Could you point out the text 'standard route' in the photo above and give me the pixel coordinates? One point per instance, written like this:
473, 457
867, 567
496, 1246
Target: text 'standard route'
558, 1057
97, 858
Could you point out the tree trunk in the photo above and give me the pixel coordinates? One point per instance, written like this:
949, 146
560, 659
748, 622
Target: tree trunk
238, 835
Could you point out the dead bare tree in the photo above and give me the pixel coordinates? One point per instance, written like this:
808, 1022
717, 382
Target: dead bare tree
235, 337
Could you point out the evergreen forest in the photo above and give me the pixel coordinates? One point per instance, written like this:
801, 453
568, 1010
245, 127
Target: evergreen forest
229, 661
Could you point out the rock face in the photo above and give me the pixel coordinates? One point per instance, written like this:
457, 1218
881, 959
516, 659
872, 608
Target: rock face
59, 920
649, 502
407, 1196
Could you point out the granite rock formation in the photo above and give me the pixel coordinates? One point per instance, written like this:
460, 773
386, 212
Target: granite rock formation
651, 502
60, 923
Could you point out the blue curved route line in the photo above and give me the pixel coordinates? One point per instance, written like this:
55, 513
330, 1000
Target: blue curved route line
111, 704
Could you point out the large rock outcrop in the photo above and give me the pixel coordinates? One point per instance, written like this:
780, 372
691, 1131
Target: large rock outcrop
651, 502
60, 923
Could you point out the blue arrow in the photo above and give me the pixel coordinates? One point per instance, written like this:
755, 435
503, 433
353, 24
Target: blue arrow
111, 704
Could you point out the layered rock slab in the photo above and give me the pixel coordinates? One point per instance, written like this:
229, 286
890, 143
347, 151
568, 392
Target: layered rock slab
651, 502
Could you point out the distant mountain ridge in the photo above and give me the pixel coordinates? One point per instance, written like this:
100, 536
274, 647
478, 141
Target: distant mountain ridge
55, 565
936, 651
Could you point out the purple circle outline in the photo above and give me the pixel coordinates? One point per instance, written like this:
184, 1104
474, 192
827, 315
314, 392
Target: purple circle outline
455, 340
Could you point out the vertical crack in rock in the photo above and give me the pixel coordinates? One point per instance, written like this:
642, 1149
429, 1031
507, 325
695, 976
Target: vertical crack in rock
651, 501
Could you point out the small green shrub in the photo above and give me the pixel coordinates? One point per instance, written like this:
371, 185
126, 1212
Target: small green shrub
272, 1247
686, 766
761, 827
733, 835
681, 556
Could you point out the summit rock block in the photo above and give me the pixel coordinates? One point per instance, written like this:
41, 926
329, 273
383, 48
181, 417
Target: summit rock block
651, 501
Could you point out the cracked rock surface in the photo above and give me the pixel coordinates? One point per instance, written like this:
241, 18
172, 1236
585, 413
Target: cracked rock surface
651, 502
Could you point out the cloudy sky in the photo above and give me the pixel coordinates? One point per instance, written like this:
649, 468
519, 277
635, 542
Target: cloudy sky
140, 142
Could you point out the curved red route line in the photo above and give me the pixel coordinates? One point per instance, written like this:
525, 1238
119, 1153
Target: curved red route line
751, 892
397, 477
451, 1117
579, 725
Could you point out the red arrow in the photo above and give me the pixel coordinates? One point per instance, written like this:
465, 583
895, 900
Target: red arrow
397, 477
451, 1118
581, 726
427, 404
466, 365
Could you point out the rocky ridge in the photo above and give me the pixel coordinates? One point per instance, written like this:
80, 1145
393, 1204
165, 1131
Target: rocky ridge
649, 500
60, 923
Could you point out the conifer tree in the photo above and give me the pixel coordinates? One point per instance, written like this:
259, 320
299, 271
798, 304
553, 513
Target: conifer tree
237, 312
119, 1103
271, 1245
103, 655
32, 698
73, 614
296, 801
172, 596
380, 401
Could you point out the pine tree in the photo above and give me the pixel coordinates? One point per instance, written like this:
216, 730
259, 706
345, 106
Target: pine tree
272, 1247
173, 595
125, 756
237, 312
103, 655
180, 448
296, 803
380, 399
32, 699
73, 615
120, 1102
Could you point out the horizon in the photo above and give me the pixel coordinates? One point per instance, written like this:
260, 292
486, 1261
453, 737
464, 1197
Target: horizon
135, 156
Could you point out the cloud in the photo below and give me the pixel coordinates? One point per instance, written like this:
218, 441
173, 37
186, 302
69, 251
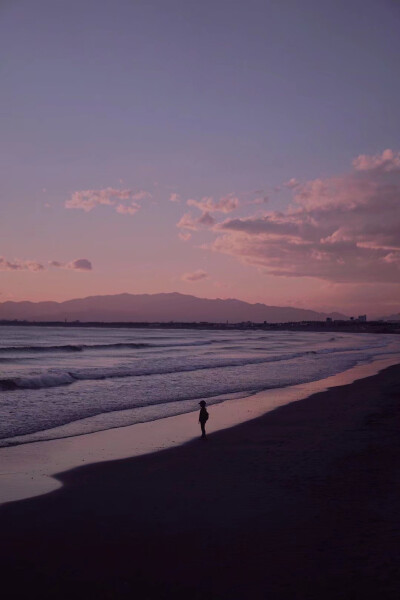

§ **EN QUÉ CONSISTE**
Devuelve cada una de las filas de arriba que contengan la palabra "small". Distingue entre mayúsculas y minúsculas.

§ **TU RESPUESTA**
Could you point out the small green shrub in the photo above and give me the pixel coordinates? One point per instance, written like this:
Target: small green shrub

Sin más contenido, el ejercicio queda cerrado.